──────── Available records
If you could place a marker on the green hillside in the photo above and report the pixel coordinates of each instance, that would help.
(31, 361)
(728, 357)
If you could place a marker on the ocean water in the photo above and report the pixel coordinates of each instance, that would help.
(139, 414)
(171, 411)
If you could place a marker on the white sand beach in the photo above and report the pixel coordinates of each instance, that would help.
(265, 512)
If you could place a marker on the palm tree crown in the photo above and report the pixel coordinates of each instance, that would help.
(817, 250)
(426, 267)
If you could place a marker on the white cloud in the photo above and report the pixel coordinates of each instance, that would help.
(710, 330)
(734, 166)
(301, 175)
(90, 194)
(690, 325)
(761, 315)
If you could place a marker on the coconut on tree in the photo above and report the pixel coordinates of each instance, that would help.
────────────────
## Task goal
Rewrite all of the rows above as a JSON list of strings with one string per line, omitting any blank lines.

## Correct response
[
  "If you could place a marker on the green hillside in the photo above and report the pixel coordinates of each instance, that would help.",
  "(31, 361)",
  "(728, 357)",
  "If you could place a marker on the ocean water in the photo above and report the pixel coordinates of each instance, that would help.",
  "(139, 414)",
  "(171, 411)",
  "If you could place a marker on the white sand beach in the photo above and report the pixel coordinates of each instance, that would help.",
  "(265, 512)",
  "If you could place a marker on the palm tree crown in the photo above and report the pixel coordinates of each instance, that would help.",
  "(817, 250)",
  "(426, 267)",
  "If you could place a marker on the white cloud in the photo above and report the pixel coordinates of each instance, that would help.",
  "(710, 330)",
  "(734, 166)",
  "(301, 175)",
  "(90, 194)",
  "(690, 325)",
  "(761, 315)",
  "If you could place a marker on the coconut on tree in the photo above and report the pixel coordinates of each instance, that would help."
]